**BRIEF**
Below is a block of records; repeat each one exactly.

[Start of Attachment]

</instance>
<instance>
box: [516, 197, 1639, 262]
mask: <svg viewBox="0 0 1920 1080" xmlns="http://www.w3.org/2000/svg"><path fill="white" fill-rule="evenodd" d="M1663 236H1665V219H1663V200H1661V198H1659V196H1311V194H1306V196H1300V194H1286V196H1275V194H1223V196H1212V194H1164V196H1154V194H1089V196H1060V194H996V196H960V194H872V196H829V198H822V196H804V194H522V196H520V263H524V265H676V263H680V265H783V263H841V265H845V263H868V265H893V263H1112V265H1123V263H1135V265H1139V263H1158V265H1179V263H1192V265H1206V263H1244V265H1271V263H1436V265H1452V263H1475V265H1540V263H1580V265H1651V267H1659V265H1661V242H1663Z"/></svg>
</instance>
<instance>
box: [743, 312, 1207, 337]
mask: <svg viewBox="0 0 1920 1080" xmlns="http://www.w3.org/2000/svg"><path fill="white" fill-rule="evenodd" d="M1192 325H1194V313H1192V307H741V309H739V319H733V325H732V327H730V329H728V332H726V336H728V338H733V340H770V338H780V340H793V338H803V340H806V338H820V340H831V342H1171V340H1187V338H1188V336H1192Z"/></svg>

[End of Attachment]

**RESPONSE**
</instance>
<instance>
box: [516, 197, 1639, 262]
mask: <svg viewBox="0 0 1920 1080" xmlns="http://www.w3.org/2000/svg"><path fill="white" fill-rule="evenodd" d="M1663 236H1665V219H1663V200H1661V198H1659V196H1311V194H1306V196H1300V194H1286V196H1275V194H1223V196H1212V194H1164V196H1154V194H1089V196H1060V194H996V196H960V194H872V196H829V198H822V196H804V194H522V196H520V263H524V265H676V263H680V265H783V263H841V265H845V263H868V265H893V263H1112V265H1123V263H1135V265H1139V263H1158V265H1179V263H1192V265H1206V263H1244V265H1271V263H1436V265H1452V263H1475V265H1540V263H1580V265H1651V267H1659V265H1661V242H1663Z"/></svg>
</instance>
<instance>
box: [743, 312, 1207, 337]
mask: <svg viewBox="0 0 1920 1080" xmlns="http://www.w3.org/2000/svg"><path fill="white" fill-rule="evenodd" d="M1192 325H1194V313H1192V307H741V309H739V319H733V325H732V327H730V329H728V332H726V336H728V338H733V340H770V338H780V340H793V338H803V340H806V338H820V340H831V342H1171V340H1187V338H1188V336H1192Z"/></svg>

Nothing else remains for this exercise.